▶ _Dataset records_:
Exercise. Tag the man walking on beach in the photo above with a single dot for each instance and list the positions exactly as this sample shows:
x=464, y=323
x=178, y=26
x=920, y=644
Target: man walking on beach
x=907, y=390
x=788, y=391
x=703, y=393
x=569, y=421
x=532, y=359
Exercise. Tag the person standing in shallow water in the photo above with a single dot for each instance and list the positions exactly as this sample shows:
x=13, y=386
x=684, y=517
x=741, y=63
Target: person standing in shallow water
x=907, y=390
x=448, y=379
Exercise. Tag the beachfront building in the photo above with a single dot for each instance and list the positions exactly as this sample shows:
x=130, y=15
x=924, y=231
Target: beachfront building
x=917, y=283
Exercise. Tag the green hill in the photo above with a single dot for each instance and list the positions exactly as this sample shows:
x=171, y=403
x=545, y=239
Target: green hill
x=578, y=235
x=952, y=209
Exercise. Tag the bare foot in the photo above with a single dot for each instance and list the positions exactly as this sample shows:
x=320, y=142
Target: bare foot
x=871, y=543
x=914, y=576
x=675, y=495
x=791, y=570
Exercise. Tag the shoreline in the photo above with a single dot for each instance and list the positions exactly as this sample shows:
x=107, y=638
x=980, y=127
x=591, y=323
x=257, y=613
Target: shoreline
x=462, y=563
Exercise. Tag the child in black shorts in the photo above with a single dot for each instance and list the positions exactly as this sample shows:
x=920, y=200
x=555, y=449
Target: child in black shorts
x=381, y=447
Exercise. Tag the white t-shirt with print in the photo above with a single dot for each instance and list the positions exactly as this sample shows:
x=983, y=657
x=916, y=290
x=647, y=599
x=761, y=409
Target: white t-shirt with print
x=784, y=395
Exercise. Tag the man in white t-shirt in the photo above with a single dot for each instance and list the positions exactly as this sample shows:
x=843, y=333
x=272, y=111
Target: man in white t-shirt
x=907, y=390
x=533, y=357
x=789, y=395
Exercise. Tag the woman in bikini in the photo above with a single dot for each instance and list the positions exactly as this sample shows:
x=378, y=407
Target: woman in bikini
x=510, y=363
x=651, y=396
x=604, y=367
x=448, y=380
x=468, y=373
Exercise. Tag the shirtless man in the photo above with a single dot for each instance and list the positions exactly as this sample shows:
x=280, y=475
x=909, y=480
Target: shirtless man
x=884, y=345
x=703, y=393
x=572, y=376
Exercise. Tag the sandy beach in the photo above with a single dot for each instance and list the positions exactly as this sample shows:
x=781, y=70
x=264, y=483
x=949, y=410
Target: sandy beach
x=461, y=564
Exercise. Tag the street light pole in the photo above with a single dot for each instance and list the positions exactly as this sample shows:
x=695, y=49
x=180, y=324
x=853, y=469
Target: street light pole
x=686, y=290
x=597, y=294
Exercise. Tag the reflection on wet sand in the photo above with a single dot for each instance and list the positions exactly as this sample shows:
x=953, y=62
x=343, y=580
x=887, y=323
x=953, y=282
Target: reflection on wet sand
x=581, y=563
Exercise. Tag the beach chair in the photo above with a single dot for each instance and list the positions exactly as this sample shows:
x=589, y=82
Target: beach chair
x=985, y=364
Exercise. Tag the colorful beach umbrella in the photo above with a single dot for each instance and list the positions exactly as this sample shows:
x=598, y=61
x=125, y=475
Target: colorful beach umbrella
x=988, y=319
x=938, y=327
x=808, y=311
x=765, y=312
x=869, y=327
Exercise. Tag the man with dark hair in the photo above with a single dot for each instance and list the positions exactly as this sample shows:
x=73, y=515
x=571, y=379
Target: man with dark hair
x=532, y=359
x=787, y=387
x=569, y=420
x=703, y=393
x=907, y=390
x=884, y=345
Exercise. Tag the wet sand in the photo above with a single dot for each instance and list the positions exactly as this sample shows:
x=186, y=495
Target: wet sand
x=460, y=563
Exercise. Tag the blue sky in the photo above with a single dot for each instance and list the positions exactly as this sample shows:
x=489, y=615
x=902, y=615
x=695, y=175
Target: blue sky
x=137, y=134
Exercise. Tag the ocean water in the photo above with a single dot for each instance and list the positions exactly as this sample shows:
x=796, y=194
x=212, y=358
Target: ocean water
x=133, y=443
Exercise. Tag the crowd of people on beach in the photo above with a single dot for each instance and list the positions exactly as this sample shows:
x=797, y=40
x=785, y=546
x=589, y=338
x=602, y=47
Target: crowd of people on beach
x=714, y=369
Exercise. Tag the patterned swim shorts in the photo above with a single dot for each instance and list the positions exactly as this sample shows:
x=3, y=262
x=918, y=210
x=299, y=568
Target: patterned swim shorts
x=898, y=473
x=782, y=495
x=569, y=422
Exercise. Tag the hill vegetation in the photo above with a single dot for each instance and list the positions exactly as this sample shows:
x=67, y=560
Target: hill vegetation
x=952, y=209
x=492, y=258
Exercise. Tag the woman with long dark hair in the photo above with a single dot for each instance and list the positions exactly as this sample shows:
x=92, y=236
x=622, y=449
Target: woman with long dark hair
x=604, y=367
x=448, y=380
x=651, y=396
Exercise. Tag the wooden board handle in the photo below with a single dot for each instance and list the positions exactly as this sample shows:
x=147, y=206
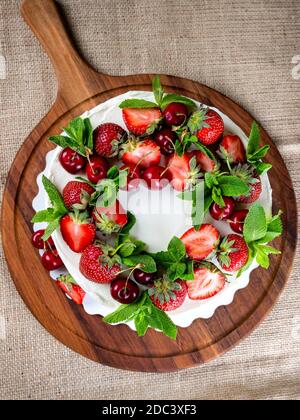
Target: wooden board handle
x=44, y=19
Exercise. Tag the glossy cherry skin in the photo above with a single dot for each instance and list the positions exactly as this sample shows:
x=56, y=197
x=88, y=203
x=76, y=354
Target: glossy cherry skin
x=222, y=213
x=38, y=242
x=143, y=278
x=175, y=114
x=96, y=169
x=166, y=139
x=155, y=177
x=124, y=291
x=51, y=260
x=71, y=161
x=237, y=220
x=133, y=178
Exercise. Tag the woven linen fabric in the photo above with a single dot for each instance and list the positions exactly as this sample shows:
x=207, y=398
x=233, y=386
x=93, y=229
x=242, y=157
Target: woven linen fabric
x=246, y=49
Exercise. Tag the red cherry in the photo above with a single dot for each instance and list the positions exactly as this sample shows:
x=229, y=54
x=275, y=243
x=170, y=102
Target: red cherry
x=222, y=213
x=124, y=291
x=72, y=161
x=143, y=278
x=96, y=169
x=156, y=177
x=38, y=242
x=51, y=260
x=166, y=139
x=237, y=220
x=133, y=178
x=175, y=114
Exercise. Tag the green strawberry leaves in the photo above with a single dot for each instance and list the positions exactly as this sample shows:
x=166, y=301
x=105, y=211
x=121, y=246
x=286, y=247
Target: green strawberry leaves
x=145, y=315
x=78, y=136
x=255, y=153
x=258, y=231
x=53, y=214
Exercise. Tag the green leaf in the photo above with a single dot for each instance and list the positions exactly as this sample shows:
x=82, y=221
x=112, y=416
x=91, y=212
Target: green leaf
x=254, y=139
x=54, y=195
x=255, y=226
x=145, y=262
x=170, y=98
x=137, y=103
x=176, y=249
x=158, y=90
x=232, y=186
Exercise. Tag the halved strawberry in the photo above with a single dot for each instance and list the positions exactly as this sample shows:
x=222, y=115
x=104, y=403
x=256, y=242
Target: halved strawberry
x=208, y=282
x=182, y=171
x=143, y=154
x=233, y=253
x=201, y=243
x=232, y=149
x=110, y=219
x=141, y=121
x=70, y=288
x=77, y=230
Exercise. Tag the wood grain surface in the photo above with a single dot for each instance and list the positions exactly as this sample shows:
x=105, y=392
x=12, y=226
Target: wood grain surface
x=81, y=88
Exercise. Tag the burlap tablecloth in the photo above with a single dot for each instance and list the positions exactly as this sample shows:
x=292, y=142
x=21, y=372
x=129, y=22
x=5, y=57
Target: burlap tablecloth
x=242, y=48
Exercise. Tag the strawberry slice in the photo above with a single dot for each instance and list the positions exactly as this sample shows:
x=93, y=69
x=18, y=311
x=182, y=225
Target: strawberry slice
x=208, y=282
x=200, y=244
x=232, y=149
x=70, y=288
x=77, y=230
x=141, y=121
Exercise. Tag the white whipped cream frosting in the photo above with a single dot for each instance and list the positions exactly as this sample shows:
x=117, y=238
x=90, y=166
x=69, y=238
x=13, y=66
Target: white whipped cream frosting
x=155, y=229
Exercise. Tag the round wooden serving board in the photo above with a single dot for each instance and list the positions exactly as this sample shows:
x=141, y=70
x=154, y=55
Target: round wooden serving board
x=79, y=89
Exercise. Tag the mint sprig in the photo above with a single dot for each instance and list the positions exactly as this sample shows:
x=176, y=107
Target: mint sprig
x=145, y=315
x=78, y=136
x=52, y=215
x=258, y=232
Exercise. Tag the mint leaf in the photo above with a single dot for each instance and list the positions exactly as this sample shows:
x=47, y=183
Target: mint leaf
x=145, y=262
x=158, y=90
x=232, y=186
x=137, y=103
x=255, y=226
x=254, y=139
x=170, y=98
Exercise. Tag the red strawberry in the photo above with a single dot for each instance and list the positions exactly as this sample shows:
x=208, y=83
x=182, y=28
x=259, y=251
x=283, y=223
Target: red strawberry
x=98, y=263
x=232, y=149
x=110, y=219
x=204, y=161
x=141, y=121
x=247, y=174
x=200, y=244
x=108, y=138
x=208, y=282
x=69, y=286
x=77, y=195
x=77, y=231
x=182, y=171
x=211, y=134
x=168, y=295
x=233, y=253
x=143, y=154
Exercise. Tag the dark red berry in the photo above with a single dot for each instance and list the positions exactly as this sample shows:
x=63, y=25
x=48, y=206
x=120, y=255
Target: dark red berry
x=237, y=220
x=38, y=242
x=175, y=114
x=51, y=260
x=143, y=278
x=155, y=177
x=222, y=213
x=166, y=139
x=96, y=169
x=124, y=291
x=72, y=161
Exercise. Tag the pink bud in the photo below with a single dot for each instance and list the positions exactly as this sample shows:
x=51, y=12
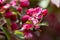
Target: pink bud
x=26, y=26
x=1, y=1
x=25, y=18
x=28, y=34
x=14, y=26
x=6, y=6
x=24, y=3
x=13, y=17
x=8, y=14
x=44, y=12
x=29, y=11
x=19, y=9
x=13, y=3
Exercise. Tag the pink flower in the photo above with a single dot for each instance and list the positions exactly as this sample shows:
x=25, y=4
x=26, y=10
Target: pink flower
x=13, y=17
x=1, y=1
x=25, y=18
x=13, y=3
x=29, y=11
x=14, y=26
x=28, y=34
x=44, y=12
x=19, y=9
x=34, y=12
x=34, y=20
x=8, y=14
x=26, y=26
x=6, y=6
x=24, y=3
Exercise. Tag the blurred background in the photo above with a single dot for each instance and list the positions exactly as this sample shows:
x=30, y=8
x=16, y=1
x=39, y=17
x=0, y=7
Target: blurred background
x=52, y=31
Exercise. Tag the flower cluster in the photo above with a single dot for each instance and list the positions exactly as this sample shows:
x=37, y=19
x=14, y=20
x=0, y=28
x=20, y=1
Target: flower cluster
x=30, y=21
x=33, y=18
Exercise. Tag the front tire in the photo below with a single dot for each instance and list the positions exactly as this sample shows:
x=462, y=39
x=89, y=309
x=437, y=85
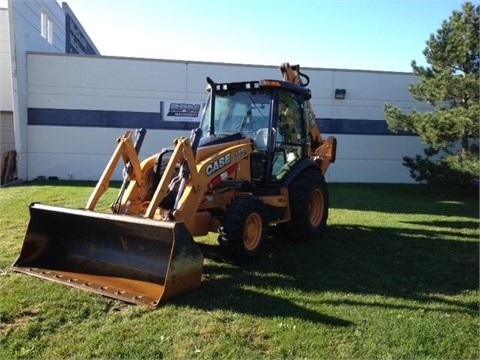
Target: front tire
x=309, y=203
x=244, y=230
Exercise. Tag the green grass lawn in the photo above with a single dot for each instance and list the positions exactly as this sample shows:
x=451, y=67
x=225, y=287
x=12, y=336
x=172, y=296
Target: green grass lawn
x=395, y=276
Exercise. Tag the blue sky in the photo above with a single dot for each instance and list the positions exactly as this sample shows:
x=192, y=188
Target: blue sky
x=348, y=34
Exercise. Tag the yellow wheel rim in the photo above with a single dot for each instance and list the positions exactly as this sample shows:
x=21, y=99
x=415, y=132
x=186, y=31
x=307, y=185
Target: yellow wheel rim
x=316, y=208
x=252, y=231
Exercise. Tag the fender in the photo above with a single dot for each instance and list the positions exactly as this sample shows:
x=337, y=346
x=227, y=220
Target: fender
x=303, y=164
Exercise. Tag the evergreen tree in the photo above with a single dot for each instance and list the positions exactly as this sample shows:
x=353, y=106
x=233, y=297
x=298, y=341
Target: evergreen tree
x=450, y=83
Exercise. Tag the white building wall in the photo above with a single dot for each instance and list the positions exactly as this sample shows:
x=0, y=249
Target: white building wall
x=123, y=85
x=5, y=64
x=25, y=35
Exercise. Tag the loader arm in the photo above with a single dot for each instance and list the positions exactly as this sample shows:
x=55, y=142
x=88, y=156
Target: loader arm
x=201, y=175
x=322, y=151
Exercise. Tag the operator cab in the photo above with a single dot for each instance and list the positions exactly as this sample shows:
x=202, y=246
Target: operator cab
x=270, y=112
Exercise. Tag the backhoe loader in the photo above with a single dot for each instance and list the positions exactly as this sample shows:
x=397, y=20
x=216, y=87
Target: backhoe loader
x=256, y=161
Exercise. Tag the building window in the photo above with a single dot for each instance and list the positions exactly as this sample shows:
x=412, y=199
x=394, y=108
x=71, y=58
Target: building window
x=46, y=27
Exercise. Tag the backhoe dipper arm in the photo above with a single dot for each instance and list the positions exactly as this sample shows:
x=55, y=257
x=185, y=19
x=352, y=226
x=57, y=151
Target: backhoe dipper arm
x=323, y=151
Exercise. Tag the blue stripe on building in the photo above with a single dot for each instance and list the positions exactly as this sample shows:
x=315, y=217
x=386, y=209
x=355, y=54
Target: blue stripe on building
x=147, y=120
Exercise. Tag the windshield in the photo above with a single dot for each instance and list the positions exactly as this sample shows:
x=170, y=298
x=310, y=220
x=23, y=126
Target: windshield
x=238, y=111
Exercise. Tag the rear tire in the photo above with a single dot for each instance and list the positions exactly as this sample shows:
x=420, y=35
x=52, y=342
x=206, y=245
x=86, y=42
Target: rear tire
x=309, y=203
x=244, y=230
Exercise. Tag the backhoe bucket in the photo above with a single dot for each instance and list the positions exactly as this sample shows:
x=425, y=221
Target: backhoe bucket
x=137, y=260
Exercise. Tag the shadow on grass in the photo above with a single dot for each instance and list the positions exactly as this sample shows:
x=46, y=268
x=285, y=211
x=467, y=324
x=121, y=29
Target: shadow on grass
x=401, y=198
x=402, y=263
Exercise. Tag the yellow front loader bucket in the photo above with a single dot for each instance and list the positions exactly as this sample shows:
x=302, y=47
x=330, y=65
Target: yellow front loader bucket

▶ _About this task_: Would you output the lines above from the line holding "x=622, y=449" up to and including the line holding "x=76, y=354", exactly and only those, with no pictures?

▶ _Response to this exercise_:
x=622, y=449
Target: woman with long dark hair
x=604, y=367
x=448, y=380
x=651, y=396
Exercise. Tag the wooden board handle in the photo below with a single dot for each instance and list the positions exactly as this sample shows:
x=147, y=206
Target: wooden board handle
x=44, y=19
Exercise. Tag the glossy cherry skin in the photo above with a single dot for each instance and list the positions exactly as this sample shows:
x=56, y=197
x=88, y=203
x=76, y=354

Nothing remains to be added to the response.